▶ _Document excerpt_

══════════

# My Guppy had MORE fry!



## Alisha (Aug 5, 2005)

I can't believe it! She had like 13 more fry last night, :fish: and I already had like 15...I don't know what to do with all these little guys! :shock: My mom says I should feed them to my bettas, but I just can't do it! :roll:


----------



## fish_doc (Jan 31, 2005)

You can always check with your LFS Sometimes they give you store credit for them.


----------



## Arlene (May 20, 2005)

And rememember a few of them dont make it to adults anyway.


----------



## waynside (Aug 21, 2005)

true...i had 31 baby platies and now i have 7 that survived...


----------



## unthinkable90 (Aug 20, 2005)

:-? my guppies wont make it to hood? i only had 8 two days ago..will they survive? now u worried me!! lol :fish:


----------



## Jonno (May 22, 2005)

i have had 100% success rate with raiseing mine!


----------



## Hamm35924 (Jun 13, 2005)

i just bought 1 fry when he was very tiny, and hes still growing, healthy and doing good.


----------



## Lydia (Feb 6, 2005)

══════════

▶ _Short task A_
Answer these questions using the guppy fry thread:
(i) How many more fry did Alisha's guppy have last night?
(ii) How many baby platies did waynside have, and how many survived?
(iii) What success rate does Jonno report with raising his fry?

══════════

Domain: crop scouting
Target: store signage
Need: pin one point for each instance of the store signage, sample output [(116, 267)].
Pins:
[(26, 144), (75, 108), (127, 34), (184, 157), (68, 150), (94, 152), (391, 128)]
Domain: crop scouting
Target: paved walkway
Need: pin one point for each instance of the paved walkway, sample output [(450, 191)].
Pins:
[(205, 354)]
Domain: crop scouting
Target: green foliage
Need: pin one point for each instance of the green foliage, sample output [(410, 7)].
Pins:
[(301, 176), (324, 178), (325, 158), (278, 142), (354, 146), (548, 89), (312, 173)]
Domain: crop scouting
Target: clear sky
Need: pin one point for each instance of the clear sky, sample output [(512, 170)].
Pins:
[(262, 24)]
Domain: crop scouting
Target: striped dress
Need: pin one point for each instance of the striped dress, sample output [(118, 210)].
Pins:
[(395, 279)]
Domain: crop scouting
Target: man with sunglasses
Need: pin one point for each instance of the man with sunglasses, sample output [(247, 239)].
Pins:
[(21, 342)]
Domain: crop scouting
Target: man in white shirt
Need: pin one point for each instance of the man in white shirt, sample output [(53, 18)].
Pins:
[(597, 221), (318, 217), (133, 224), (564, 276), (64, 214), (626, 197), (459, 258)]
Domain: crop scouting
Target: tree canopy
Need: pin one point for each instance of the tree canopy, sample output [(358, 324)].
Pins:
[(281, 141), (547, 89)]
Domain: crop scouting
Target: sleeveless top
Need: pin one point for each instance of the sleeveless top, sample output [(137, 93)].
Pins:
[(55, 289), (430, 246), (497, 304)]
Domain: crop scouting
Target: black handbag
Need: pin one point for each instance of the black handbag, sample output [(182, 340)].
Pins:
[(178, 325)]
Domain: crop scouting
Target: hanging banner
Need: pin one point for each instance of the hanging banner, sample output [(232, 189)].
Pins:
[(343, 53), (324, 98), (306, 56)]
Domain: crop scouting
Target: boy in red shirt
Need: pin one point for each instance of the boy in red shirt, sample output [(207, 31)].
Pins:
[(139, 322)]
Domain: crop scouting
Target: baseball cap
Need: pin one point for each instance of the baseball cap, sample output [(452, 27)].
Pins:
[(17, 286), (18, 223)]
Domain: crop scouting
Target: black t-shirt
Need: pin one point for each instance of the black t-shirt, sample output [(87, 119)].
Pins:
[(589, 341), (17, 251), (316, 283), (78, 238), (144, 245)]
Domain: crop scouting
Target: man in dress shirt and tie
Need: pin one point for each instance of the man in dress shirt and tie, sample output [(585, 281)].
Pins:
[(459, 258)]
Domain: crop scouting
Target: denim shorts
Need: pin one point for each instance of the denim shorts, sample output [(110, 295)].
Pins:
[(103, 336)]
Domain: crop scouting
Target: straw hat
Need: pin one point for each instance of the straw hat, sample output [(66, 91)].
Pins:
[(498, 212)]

══════════

▶ _Short task B_
Repeat the rows verbatim. Begin at the first line of the rows and stop after the line that contains "[(205, 354)]", including both of those lines.

▶ _Correct response A_
(i) About 13.
(ii) 31 baby platies, of which 7 survived.
(iii) 100%.

▶ _Correct response B_
Domain: crop scouting
Target: store signage
Need: pin one point for each instance of the store signage, sample output [(116, 267)].
Pins:
[(26, 144), (75, 108), (127, 34), (184, 157), (68, 150), (94, 152), (391, 128)]
Domain: crop scouting
Target: paved walkway
Need: pin one point for each instance of the paved walkway, sample output [(450, 191)].
Pins:
[(205, 354)]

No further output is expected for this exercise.